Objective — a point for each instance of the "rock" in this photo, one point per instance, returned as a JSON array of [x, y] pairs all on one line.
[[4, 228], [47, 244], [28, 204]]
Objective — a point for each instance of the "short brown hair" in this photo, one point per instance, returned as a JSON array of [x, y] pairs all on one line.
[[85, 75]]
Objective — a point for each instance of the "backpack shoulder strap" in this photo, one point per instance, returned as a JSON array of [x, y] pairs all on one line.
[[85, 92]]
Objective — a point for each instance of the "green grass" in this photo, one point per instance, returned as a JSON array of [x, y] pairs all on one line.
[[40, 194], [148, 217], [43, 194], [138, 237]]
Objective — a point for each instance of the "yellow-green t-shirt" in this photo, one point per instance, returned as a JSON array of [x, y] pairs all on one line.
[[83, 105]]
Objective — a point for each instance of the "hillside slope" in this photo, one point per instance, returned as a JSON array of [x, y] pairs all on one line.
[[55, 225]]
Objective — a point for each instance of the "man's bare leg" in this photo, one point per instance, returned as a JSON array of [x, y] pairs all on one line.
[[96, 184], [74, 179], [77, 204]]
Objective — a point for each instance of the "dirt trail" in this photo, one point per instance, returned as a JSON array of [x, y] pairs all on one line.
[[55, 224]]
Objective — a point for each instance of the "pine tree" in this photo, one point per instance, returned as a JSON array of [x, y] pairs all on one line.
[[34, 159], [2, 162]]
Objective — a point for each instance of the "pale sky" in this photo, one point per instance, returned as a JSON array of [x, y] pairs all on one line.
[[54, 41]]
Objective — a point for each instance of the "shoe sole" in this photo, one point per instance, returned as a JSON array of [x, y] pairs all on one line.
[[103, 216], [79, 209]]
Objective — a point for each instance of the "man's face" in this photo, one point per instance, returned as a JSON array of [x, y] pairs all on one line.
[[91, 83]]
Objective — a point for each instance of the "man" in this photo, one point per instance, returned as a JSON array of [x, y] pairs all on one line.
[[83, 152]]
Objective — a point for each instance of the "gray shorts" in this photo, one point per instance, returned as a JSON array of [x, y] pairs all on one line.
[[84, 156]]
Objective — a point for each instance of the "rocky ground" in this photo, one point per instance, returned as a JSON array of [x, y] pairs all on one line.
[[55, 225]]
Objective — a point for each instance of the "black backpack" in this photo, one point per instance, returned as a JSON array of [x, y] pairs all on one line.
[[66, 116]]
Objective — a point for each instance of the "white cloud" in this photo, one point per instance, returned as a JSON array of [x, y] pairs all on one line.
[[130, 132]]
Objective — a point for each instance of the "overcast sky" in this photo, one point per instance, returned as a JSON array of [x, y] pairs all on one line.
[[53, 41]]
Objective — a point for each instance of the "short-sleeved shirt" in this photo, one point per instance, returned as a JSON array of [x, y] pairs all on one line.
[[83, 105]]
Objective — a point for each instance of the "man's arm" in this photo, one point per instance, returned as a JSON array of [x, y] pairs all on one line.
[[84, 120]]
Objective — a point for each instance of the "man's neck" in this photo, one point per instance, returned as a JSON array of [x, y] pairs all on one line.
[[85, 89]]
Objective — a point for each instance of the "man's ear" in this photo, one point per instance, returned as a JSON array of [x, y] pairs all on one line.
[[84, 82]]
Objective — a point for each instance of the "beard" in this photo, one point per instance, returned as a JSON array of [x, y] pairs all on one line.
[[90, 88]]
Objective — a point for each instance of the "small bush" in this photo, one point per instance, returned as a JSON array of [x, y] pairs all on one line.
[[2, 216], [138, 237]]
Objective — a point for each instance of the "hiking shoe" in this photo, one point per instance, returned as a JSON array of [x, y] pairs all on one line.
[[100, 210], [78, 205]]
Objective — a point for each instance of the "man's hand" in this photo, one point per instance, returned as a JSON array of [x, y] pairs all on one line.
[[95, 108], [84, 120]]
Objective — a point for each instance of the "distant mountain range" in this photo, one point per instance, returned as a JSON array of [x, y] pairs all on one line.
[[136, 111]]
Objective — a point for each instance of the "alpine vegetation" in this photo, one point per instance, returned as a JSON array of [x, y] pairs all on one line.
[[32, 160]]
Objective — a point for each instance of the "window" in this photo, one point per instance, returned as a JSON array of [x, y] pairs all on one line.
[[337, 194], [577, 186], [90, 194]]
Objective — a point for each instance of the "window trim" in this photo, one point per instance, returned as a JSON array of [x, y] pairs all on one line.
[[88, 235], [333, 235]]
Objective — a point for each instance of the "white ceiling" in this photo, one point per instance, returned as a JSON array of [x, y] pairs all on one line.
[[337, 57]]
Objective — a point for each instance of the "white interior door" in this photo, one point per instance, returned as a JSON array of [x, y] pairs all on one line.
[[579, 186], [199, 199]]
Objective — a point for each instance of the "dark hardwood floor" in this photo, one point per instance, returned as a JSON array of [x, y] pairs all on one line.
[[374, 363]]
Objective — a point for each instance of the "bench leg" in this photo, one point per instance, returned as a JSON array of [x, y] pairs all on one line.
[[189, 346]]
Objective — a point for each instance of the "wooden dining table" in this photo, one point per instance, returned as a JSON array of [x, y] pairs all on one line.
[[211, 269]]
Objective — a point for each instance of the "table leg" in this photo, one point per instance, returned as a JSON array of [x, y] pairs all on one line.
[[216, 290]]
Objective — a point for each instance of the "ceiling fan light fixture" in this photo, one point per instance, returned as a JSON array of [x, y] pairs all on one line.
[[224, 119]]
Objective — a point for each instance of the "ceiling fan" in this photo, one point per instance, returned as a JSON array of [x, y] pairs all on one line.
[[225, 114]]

|---|

__Job__: Retype every line of the data above, changing nothing.

__Exercise solution__:
Objective — a point for each instance of the "rock" in this photo, one point per instance, returned as a JSON array of [x, y] pairs all on one line.
[[4, 228], [47, 244], [28, 204]]
Objective — a point for each instance of the "short brown hair" in this photo, one point per instance, returned as a JSON array of [x, y] pairs all on one line.
[[85, 75]]
Objective — a point for each instance of the "backpack shoulder strap" in this photo, one point per instance, returned as a JSON array of [x, y] pairs all on one line.
[[85, 92]]
Objective — a point for each instance of the "green grass" in this photo, one point per instance, returned as a JSON array of [x, y] pairs all on one line.
[[40, 194], [148, 217], [43, 194], [138, 237]]
Objective — a point for each instance of the "yellow-green t-shirt" in this photo, one point per instance, returned as a JSON array of [x, y] pairs all on one line.
[[83, 105]]
Objective — a point for each instance of the "hillside slope" in this photo, one point per instance, returned as a JSON array of [x, y] pairs all on one line.
[[55, 225]]
Objective — a point for each instance of the "man's bare leg" in this photo, one point per instance, returned as a JSON array of [x, y] pairs all on one line.
[[96, 184], [74, 179], [77, 204]]
Objective — a point for each instance of the "dirt trail" in this photo, one point per instance, returned as a JSON array of [x, y] pairs all on one line.
[[55, 224]]
Objective — a point for each instance of the "pine tree" in this photo, one point per instance, returned as a JSON array of [x, y] pairs all on one line.
[[34, 159], [2, 162]]
Objective — a point for each instance of the "pale sky" in this photo, one point per instance, returned as a JSON array of [x, y] pairs all on one line.
[[54, 41]]
Objective — a point for each instance of the "shoe sole" in this photo, one point per instance, returned as a JSON array of [x, y] pairs all on one line.
[[103, 216], [79, 209]]
Objective — a point for each instance of the "man's face" in this photo, one point per instance, returned as a JSON array of [x, y] pairs all on one line.
[[91, 83]]
Objective — a point for each instance of the "man" in this photo, one point per instance, returned as a JSON array of [x, y] pairs all on one line.
[[83, 152]]
Objective — a point for each instance of the "gray shorts" in this photo, one point per instance, returned as a JSON array of [x, y] pairs all on one line.
[[84, 156]]
Objective — a point for each instance of the "rocky ground" in this photo, one point per instance, returned as a JSON array of [x, y] pairs all on one line.
[[55, 225]]
Objective — a point for each instance of the "black backpack" in this photo, one point per instance, returned as a JSON array of [x, y] pairs all on one line.
[[66, 116]]
Objective — a point for each instance of the "white cloud" in this photo, one point per instance, returned as a JSON array of [x, y] pairs all on one line.
[[130, 132]]
Objective — a point for each instance of the "overcast sky" in this photo, one point per instance, returned as a JSON array of [x, y] pairs all on one line.
[[53, 41]]
Objective — a point for each instance of the "short-sleeved shirt" in this photo, one point per instance, returned as a JSON array of [x, y] pairs all on one line.
[[83, 105]]
Objective — a point for each instance of the "man's arm" in this photo, one point per instance, returned as a JSON array of [x, y] pairs all on one line.
[[84, 120]]
Objective — a point for each instance of the "man's neck" in this photo, one point per instance, returned as a JSON array of [x, y] pairs all on one line.
[[85, 89]]
Objective — a point for each instance of the "man's ear" in this photo, one point per instance, returned as a JSON array of [x, y] pairs all on one line.
[[84, 82]]
Objective — a point for each instance of the "beard" in this photo, one point per instance, returned as a JSON array of [x, y] pairs all on one line.
[[90, 88]]
Objective — a point for each instance of the "small bush" in this photo, one point per instance, returned as a JSON array of [x, y] pairs all on one line.
[[2, 216], [138, 237]]
Objective — a point for each instance of the "hiking shoe" in this photo, one point per instance, returned as a JSON array of [x, y] pairs all on one line.
[[100, 210], [78, 205]]
Objective — a point for each instance of the "man's hand" in this photo, one point per instance, returned as a JSON array of [x, y] pairs all on one line.
[[95, 108], [84, 120]]
Objective — a point for each instance of the "distant mountain range" in this photo, one point per instance, returned as a JSON array of [x, y] pairs all on one line.
[[136, 111]]
Objective — a point for each instance of the "alpine vegetation" in this photo, one point per instance, returned as a JSON array of [x, y] pairs all on one line.
[[32, 160]]
Objective — a point for each instance of the "window" in this photo, one point per instance, returned as a JSON array of [x, y] pairs all on one line.
[[337, 194], [577, 186], [90, 194]]
Objective — a point for each instance of the "window trim" in this photo, one point per instance, returned as a JSON array of [x, y] pairs all on one line.
[[88, 235], [333, 235]]
Objective — a point for each instance of the "white ceiling" in this photo, one point per instance, returned as a JSON array of [x, y] pairs all on one line.
[[337, 57]]
Objective — a point for each instance of the "white interior door" in this photo, one point per instance, returned as a JSON array of [x, y] pairs all on one line.
[[579, 186], [199, 199]]
Objective — a point for each instance of the "dark hardwood floor" in this photo, one point per instance, returned as a JSON array of [x, y] pairs all on one line.
[[374, 363]]
Objective — a point for each instance of the "bench leg" in this photo, one point per instance, returned as a JSON array of [x, y] pairs all on one line.
[[189, 346]]
Objective — a point for each instance of the "wooden dining table" in this photo, one point per instance, returned as a JSON array of [x, y] pairs all on one line.
[[211, 269]]
Objective — a point for each instance of the "table leg" in this photo, one point per instance, returned as a JSON array of [x, y] pairs all on one line.
[[216, 290]]
Objective — a point for each instance of the "ceiling fan light fixture" in this photo, one point per instance, returned as a JSON array of [x, y] pairs all on one line.
[[224, 119]]
Objective — a point for each instance of the "ceiling fan" in this photo, one point per instance, returned as a JSON array of [x, y] pairs all on one line.
[[225, 114]]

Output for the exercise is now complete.